__TASK STATEMENT__
Give an exact copy of the lines from the beginning of the listing below to the "Would you kindly pick out the khaki" line, inclusive.

__INPUT DATA__
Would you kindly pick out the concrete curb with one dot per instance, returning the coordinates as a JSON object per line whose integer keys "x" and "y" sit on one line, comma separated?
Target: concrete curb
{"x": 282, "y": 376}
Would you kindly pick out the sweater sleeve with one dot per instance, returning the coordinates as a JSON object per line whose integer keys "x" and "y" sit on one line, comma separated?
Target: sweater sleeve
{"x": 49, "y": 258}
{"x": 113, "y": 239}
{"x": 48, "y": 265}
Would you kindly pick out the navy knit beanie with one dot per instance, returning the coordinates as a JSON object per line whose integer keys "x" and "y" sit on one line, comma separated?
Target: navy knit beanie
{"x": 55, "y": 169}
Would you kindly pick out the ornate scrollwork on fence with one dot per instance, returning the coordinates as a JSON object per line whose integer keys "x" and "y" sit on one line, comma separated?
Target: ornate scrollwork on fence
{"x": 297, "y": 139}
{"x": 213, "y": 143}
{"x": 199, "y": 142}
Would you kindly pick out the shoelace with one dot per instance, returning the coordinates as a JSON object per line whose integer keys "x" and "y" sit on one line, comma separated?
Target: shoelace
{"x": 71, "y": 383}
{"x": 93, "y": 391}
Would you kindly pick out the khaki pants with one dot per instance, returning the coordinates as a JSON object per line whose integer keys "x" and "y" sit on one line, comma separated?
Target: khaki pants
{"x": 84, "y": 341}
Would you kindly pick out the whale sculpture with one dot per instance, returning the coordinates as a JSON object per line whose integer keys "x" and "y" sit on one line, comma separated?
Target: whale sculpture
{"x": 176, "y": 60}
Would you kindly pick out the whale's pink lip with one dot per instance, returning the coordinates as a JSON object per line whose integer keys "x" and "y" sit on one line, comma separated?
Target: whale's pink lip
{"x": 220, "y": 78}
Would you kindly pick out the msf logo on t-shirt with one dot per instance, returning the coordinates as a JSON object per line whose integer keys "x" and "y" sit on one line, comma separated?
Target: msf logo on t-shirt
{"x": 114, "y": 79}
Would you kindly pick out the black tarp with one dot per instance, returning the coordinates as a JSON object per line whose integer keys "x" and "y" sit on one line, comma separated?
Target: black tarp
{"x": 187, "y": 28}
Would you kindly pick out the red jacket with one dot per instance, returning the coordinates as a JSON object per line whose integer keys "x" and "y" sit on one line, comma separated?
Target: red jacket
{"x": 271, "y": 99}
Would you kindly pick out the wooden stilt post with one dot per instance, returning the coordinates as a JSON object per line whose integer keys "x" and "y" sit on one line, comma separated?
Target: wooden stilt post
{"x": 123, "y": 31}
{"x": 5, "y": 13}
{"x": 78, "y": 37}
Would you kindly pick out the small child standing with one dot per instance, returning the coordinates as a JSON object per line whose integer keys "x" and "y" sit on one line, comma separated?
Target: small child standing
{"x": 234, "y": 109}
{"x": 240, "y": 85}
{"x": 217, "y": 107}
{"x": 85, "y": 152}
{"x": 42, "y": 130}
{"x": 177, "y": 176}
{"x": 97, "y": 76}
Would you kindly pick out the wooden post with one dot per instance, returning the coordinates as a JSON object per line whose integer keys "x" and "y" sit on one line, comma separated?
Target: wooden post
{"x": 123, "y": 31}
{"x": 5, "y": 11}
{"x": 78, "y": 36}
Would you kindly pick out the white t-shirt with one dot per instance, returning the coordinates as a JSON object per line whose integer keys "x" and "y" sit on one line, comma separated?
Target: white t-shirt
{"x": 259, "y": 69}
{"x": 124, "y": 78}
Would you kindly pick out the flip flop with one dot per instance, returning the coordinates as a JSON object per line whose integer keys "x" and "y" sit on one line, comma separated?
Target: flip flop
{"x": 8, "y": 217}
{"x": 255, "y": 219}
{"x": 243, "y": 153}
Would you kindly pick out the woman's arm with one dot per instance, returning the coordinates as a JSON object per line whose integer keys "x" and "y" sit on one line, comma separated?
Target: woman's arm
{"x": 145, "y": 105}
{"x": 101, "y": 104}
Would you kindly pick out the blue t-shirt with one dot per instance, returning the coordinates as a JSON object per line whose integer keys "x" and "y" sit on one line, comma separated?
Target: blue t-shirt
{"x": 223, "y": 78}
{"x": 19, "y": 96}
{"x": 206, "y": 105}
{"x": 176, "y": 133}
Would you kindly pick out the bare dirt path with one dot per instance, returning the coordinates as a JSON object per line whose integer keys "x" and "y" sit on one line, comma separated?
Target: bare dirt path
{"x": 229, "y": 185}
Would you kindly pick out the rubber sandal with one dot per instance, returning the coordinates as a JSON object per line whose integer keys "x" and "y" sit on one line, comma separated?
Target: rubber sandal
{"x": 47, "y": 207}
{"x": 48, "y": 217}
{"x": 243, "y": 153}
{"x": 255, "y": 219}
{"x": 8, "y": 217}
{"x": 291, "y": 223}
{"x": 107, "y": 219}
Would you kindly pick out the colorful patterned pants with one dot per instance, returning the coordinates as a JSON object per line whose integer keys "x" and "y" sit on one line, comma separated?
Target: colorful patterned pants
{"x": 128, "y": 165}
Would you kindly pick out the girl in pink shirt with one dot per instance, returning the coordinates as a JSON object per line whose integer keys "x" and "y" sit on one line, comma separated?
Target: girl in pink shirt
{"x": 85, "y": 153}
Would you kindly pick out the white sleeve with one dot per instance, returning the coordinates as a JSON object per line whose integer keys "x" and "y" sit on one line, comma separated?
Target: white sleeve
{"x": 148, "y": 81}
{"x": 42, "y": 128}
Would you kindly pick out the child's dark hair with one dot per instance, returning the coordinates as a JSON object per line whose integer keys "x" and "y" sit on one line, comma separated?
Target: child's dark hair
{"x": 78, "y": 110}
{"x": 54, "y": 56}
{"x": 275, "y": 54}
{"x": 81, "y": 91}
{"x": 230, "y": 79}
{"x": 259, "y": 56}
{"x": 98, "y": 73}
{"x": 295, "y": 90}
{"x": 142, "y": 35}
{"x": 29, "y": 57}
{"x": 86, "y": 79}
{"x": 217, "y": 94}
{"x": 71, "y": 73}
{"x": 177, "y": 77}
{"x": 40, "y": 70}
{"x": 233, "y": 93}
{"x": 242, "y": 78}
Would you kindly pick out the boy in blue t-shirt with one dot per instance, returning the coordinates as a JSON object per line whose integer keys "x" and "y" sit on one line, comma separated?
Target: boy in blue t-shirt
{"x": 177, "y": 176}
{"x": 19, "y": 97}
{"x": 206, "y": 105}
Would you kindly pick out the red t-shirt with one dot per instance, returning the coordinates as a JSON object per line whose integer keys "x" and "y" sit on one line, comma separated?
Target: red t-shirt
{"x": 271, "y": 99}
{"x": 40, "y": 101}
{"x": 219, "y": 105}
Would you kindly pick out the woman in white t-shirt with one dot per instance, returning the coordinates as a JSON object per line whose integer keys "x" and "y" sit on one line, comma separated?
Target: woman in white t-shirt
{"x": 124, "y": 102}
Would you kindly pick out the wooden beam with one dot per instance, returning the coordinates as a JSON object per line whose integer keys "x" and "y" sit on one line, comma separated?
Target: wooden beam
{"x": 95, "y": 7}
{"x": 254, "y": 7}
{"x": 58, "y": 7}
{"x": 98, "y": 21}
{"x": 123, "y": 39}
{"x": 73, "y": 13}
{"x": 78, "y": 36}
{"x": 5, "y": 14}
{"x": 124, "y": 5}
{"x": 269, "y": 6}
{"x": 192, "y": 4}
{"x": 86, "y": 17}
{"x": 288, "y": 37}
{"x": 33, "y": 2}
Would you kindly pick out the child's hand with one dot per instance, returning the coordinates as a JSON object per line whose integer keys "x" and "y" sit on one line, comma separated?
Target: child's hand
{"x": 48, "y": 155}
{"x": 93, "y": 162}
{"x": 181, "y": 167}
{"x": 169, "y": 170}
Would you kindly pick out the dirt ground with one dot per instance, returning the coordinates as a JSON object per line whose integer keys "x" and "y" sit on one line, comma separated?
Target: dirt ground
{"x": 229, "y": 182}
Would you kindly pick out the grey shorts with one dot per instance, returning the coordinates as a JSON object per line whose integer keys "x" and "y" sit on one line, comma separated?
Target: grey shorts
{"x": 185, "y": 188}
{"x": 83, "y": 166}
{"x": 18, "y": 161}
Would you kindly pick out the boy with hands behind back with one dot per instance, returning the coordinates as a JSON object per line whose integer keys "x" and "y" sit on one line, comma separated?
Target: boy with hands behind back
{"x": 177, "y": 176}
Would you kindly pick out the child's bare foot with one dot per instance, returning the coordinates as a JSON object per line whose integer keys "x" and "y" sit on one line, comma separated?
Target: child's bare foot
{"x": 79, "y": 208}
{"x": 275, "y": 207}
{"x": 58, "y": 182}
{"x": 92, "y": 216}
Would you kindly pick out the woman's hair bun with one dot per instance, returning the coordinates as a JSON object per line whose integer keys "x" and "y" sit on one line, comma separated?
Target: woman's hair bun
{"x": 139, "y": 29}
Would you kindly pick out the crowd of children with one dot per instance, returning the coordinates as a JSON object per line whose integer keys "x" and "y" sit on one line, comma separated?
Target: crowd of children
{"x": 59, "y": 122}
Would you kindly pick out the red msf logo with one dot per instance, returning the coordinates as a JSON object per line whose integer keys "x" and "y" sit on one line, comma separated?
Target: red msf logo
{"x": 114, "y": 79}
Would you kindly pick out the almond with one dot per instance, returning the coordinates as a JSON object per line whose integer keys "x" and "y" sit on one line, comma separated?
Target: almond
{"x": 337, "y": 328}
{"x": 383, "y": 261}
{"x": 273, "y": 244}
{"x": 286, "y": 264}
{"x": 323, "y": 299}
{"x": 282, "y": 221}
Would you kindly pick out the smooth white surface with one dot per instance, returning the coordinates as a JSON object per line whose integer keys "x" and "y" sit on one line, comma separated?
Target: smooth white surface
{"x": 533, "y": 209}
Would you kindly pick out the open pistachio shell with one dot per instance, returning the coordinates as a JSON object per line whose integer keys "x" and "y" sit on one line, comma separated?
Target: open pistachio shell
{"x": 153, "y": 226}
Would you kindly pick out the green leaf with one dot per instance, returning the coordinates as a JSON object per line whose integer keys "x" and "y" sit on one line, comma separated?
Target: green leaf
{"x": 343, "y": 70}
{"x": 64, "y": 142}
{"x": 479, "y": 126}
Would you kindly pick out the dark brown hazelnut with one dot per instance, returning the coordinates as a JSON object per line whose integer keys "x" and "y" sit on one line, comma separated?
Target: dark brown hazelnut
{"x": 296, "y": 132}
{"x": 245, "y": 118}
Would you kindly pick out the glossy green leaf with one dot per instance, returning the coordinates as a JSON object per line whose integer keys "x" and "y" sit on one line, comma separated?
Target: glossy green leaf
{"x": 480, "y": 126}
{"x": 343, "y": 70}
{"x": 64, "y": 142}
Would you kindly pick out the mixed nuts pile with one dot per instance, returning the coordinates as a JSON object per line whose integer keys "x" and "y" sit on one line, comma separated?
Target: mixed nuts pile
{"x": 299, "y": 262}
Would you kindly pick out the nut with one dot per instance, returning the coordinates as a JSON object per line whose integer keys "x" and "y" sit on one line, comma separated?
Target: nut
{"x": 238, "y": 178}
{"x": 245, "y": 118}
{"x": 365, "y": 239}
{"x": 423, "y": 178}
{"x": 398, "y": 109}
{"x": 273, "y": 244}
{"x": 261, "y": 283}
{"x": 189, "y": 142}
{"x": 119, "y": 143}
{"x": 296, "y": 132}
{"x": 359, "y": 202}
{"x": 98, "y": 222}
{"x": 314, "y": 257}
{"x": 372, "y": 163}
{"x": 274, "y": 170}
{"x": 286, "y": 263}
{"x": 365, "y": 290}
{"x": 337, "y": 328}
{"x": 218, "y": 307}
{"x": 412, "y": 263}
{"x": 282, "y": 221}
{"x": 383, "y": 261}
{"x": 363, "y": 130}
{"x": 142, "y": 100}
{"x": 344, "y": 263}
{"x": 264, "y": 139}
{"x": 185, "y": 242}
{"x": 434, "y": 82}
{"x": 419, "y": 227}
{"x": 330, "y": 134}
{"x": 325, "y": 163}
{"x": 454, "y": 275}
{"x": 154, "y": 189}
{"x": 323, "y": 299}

__RESULT FOR THIS EXERCISE__
Would you kindly pick out the concrete curb with one dot per instance, returning the coordinates as a JSON object per line whose integer keys "x" and "y" sit on one line, comma separated?
Target: concrete curb
{"x": 282, "y": 376}
Would you kindly pick out the sweater sleeve with one dot per instance, returning the coordinates as a JSON object per line whose integer keys "x" and "y" sit on one line, comma separated?
Target: sweater sleeve
{"x": 49, "y": 258}
{"x": 113, "y": 239}
{"x": 48, "y": 265}
Would you kindly pick out the navy knit beanie with one dot per instance, returning the coordinates as a JSON object per line whose integer keys "x" and "y" sit on one line, comma separated?
Target: navy knit beanie
{"x": 55, "y": 169}
Would you kindly pick out the ornate scrollwork on fence with one dot per instance, returning the coordinates as a JSON object per line whose integer keys "x" and "y" sit on one line, comma separated?
Target: ornate scrollwork on fence
{"x": 297, "y": 139}
{"x": 213, "y": 143}
{"x": 199, "y": 142}
Would you kindly pick out the shoelace with one dot per instance, returning the coordinates as a JSON object per line whose integer keys "x" and "y" sit on one line, comma separated?
Target: shoelace
{"x": 71, "y": 383}
{"x": 93, "y": 391}
Would you kindly pick out the khaki pants with one dot per instance, returning the coordinates as a JSON object per line whose integer keys "x" and "y" sit on one line, comma separated?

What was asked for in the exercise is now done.